# The request:
Please return, unchanged, the lines of the records below that start with the line containing "query: the noun phrase to segment: candle" and end with the line containing "[[[422,201],[420,201],[420,194],[416,193],[416,219],[422,217]]]", both of those lines included.

# Extracted records:
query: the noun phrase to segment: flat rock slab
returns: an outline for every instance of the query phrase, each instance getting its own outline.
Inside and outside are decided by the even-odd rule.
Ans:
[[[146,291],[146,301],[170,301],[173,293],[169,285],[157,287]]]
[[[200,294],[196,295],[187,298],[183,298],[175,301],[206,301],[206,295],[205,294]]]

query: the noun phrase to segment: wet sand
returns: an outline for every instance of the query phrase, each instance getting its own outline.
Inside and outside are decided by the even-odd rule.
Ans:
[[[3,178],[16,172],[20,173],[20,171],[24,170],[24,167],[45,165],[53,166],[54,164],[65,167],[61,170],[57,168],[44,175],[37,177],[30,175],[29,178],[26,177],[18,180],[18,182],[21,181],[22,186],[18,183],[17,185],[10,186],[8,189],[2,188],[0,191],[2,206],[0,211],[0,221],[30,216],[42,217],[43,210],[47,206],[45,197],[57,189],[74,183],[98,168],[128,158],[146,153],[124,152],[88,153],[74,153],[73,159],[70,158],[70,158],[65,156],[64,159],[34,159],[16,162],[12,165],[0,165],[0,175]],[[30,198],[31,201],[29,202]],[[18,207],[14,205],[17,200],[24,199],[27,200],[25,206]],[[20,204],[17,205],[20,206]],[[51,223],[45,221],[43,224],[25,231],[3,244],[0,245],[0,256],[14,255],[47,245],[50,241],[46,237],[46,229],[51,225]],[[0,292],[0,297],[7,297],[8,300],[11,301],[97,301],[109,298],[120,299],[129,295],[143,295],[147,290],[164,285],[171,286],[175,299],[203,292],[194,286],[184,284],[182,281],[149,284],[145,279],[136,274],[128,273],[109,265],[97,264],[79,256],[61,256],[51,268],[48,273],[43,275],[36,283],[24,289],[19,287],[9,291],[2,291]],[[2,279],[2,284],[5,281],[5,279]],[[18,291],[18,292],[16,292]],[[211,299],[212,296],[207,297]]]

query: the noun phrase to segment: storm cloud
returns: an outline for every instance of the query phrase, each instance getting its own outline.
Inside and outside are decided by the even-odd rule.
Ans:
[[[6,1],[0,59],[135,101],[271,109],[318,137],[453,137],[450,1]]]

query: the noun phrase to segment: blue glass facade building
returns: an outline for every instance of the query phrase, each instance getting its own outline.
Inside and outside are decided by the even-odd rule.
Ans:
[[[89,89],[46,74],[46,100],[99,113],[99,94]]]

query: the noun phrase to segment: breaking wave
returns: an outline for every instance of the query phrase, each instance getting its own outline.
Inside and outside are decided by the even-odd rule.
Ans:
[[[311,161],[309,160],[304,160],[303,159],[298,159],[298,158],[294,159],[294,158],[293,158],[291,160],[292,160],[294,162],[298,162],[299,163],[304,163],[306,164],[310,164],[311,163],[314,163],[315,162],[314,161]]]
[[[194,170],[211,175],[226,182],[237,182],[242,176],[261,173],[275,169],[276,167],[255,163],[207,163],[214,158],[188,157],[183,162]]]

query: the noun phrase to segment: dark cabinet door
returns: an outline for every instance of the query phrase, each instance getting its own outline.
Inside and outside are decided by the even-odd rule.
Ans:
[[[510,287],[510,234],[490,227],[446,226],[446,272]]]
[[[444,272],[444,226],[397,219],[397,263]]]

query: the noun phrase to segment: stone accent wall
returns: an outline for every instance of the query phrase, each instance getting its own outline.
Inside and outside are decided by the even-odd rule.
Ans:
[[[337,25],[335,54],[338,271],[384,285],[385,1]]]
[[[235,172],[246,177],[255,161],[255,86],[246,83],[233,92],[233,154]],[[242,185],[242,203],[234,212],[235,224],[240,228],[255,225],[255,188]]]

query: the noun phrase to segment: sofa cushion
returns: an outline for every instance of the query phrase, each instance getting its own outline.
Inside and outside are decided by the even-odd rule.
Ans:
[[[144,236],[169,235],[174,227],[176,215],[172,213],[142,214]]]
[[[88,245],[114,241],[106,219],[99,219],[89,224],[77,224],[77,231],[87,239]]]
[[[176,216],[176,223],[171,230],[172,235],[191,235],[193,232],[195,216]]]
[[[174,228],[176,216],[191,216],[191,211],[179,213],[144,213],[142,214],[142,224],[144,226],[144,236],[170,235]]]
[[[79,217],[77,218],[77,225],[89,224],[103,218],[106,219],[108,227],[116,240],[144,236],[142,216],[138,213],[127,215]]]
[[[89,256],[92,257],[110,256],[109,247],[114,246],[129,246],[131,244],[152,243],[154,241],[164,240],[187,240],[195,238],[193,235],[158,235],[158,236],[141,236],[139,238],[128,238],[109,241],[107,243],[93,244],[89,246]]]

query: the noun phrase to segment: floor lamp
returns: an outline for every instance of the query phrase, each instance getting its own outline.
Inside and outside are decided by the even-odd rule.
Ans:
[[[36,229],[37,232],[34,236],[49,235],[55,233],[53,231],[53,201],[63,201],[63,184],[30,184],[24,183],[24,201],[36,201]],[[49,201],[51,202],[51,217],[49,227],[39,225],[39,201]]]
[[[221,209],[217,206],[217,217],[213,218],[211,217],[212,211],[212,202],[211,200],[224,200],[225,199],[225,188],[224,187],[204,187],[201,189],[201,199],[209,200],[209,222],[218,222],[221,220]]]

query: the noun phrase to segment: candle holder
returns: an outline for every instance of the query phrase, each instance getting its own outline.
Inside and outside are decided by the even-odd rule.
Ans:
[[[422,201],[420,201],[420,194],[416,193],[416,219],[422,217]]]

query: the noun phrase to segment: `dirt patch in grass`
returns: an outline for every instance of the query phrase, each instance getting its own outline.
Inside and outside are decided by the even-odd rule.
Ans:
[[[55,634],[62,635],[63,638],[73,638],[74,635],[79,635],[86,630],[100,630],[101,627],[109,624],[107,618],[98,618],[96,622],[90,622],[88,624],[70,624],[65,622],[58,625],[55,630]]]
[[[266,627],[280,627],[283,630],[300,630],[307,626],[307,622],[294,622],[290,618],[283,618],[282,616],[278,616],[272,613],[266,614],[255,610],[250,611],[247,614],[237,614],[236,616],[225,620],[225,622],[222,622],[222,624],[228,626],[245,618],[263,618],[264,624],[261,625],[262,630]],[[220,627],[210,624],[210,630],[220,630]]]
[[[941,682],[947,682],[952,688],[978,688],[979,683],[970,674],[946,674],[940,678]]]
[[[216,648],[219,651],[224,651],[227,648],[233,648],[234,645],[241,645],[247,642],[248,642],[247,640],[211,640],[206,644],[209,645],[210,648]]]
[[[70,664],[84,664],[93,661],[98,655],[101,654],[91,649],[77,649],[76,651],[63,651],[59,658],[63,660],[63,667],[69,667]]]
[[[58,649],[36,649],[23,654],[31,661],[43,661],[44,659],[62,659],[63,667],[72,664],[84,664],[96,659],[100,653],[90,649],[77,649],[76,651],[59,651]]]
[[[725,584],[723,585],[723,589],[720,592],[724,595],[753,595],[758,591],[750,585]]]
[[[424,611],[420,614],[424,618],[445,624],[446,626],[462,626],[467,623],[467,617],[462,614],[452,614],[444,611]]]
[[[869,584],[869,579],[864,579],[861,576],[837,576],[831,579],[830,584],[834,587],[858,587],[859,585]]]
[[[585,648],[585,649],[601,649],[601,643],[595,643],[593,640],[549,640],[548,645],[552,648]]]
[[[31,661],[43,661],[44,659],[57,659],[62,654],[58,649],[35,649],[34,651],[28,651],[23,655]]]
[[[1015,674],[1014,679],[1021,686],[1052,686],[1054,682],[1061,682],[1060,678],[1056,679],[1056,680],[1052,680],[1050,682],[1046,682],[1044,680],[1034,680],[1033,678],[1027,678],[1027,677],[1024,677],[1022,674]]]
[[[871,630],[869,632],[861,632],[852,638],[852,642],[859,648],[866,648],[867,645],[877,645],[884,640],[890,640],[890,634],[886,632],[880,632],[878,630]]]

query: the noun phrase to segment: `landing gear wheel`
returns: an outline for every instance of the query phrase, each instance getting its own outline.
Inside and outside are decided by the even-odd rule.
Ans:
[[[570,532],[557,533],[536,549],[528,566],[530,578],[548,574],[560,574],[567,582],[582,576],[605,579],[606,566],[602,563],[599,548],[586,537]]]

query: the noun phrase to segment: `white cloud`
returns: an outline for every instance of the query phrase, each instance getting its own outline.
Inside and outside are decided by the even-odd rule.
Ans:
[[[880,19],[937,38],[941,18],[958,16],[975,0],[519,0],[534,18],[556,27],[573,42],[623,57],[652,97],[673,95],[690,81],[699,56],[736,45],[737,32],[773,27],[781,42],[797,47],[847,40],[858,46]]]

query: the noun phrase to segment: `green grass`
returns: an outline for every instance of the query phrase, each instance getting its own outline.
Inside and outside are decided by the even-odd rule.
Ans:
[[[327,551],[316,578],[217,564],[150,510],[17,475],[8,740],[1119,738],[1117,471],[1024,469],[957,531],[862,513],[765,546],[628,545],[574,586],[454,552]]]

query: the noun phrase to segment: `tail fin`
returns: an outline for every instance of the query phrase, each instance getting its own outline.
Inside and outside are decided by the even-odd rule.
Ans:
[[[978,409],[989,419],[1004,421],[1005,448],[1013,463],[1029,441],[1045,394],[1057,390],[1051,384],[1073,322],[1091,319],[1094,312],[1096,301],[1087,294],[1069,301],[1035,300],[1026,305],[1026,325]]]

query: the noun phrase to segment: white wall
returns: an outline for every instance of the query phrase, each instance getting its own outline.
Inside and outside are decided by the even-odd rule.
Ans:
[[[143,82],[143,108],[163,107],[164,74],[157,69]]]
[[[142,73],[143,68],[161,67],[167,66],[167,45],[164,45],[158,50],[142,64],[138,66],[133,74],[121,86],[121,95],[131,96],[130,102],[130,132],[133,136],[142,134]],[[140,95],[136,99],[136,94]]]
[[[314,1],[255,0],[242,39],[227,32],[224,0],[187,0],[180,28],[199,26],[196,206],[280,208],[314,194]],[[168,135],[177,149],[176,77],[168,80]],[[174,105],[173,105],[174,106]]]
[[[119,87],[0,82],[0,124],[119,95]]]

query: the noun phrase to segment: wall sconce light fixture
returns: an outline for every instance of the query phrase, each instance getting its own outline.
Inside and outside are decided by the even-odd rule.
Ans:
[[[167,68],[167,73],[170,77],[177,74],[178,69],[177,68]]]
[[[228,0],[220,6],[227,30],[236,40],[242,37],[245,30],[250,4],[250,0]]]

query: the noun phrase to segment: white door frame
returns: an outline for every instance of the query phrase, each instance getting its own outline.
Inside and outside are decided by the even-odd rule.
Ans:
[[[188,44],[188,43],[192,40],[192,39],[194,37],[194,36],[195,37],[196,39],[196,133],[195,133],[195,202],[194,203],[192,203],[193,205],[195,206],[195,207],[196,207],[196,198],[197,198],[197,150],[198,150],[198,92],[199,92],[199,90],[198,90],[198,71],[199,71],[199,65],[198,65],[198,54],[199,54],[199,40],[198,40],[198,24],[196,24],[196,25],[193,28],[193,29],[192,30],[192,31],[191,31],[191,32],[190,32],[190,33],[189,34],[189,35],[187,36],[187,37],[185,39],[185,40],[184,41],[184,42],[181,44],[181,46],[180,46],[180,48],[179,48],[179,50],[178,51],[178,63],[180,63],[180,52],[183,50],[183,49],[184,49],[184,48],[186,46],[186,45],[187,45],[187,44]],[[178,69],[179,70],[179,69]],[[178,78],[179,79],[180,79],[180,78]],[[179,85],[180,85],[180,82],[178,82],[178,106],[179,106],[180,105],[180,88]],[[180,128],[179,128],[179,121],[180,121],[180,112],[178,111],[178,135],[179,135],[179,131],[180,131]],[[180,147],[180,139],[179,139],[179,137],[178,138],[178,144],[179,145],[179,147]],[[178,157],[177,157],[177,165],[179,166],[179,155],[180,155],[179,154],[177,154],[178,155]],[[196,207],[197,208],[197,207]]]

# Task response:
query: the noun phrase to segment: candle holder
returns: an outline for every instance of the query phrase, each instance getting its own outline.
Inside and outside are decided by the even-odd rule.
Ans:
[[[422,201],[420,201],[420,194],[416,193],[416,219],[422,217]]]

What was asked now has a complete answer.